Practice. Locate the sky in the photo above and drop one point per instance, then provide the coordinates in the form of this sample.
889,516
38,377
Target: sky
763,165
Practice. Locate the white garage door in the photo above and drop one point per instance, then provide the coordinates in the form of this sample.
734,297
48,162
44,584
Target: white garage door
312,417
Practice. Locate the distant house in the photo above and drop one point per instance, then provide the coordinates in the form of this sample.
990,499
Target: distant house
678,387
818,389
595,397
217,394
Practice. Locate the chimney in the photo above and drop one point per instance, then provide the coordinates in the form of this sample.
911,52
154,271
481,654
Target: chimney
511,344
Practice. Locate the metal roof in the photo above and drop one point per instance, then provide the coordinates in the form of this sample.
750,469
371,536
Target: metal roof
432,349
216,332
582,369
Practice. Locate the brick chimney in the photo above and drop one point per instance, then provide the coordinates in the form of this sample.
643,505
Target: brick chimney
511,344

########

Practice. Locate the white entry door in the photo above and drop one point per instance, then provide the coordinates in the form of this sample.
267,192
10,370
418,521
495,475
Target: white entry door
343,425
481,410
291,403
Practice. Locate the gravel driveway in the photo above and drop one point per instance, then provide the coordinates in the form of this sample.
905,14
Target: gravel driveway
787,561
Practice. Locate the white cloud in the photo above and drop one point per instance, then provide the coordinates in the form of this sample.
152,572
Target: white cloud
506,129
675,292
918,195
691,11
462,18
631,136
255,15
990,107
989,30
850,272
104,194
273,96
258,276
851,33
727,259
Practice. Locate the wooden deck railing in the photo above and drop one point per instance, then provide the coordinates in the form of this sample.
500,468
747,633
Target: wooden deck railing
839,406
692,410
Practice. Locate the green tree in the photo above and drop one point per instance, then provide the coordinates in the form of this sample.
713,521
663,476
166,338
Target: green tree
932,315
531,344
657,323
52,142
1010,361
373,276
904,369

########

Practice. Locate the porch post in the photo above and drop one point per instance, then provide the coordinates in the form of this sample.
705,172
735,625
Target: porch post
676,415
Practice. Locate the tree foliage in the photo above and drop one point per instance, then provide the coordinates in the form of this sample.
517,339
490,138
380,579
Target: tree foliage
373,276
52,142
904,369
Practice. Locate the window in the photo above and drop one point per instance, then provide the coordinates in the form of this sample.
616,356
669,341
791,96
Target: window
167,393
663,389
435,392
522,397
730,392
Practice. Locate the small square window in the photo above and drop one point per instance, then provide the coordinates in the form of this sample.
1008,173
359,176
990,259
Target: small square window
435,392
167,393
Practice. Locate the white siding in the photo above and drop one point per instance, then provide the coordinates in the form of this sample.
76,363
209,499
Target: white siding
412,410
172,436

########

→ Set problem
Which rows above contain the word "deck"? Pull out each of those rows in full.

→ Solution to the problem
Practice. Locate the wooden deck railing in the photo above and drop one point per instance, then provide the coordinates in the form of this sample.
Target: wooden deck railing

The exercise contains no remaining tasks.